> _EXERCISE_
Can you sum up the text about Days of Prayer and Action for Colombia in three sentences?

Start of GIVEN TEXT

As We Share in Our Comfort and Suffering

May 17, 2015
II Corinthians 1:3-7; Isaiah 51:11-16

It is a pleasure to be here again not only being part of such an important event like Days of Prayer and Action for Colombia, but also visiting and spending time with the congregation that we consider our community of faith and home church. I am glad that I have the opportunity to do both things; to stand in solidarity with peacebuilders in Colombia and to stand together with you who every year decide to care about our brothers and sisters in Colombia. Celebrating this event with you is even greater when it coincides with potluck day too!

Since Rebeca and I left last year to live in Harrisonburg we have missed our friends, our church, small group. You might want to know a little bit about us, so I’m just going to give you a bit of summary:

Rebeca is now the program director at a local branch of a national organization called Big Brothers Big Sisters. She is very much enjoying this and just recently became a Big Sister herself to a little 7 year old Hispanic girl.  She also volunteers at the Harrisonburg Free Clinic helping families whose primary language is Spanish to follow up with health issues and appointments. She enjoys her work a lot and being involved in the community.  We are both very much enjoying being close to her parents and sister, and we get together weekly for supper club each Sunday.

End of GIVEN TEXT
Start of DATA SHOWN

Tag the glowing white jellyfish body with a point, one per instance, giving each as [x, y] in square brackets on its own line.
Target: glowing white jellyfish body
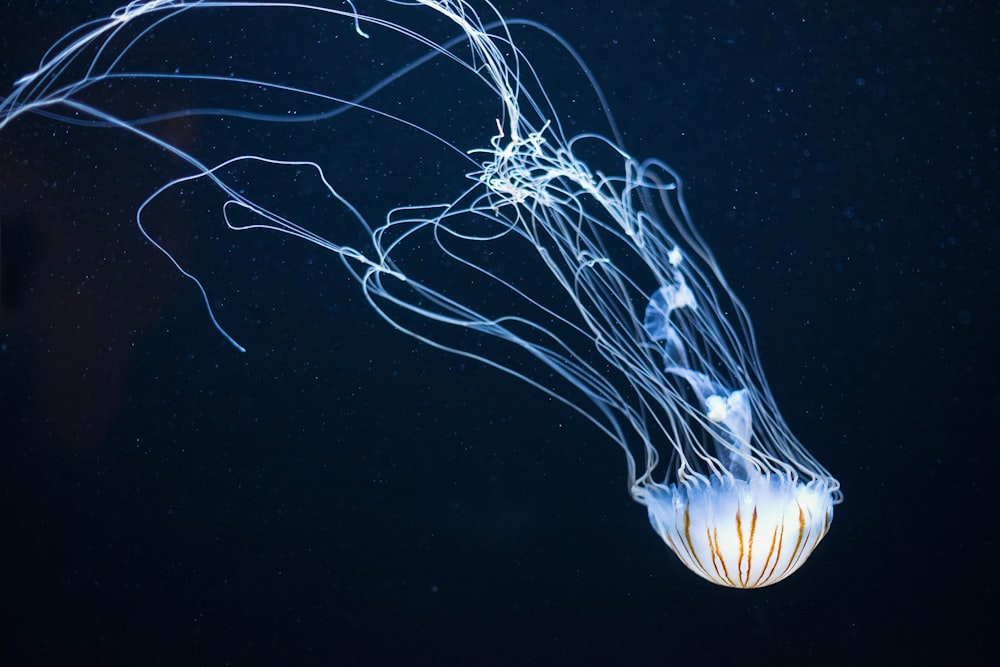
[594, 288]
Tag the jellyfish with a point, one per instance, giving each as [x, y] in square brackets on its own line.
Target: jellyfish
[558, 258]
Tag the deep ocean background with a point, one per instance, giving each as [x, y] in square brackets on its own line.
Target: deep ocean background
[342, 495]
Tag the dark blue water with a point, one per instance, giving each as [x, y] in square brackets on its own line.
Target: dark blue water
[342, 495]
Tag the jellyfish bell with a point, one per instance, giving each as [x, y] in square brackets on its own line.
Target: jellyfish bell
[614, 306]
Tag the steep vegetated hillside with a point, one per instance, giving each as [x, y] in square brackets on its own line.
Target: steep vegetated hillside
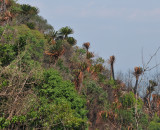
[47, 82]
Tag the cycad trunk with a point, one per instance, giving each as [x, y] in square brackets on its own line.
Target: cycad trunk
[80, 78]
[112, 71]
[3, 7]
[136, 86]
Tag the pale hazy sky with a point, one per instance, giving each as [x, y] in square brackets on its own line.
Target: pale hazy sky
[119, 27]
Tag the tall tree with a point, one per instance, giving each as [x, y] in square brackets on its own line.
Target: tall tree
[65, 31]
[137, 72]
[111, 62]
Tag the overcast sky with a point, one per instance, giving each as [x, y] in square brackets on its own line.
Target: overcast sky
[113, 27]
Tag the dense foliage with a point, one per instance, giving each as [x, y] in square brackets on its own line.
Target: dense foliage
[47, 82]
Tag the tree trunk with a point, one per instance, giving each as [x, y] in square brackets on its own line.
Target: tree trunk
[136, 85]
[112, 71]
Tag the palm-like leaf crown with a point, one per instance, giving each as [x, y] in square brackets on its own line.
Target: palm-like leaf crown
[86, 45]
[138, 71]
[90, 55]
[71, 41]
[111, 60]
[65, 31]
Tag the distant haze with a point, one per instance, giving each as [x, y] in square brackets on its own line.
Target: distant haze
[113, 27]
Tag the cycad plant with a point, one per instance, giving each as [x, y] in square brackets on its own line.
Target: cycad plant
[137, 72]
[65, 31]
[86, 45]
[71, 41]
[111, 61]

End of DATA SHOWN
Start of DATA SHOWN

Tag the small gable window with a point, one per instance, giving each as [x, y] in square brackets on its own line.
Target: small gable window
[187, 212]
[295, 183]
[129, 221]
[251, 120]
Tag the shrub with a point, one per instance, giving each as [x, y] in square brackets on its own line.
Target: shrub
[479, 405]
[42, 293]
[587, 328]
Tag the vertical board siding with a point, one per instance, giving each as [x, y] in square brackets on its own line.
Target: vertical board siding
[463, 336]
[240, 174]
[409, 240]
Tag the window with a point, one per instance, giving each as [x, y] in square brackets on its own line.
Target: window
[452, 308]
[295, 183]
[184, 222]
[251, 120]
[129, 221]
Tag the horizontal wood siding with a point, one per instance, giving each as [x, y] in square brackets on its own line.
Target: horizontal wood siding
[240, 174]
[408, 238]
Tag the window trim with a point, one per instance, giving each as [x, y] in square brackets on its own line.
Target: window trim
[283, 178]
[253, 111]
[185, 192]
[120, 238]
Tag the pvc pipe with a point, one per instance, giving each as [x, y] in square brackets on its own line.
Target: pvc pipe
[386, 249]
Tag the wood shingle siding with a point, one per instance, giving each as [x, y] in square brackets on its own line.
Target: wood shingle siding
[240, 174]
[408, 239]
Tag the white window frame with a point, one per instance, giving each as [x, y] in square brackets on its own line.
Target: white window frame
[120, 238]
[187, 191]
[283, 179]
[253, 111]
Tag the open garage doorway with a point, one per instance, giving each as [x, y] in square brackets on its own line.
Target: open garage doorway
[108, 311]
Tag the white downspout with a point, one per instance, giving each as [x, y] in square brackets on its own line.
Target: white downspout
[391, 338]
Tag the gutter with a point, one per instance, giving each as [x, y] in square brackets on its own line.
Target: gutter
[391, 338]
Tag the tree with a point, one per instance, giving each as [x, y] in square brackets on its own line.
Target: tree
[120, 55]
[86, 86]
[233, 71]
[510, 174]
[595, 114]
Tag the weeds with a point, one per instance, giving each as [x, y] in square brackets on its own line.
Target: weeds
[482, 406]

End of DATA SHOWN

> _SOLUTION TO THE EXERCISE_
The speaker is glad to return to the home church congregation for Days of Prayer and Action for Colombia, standing in solidarity with peacebuilders in Colombia and with the congregation, and the event falls on potluck day. Since the speaker and Rebeca moved to Harrisonburg last year, they have missed their friends, church and small group. Rebeca is now program director at a local branch of Big Brothers Big Sisters and a Big Sister to a 7-year-old girl, volunteers at the Harrisonburg Free Clinic helping Spanish-speaking families, and both enjoy weekly supper club with her parents and sister.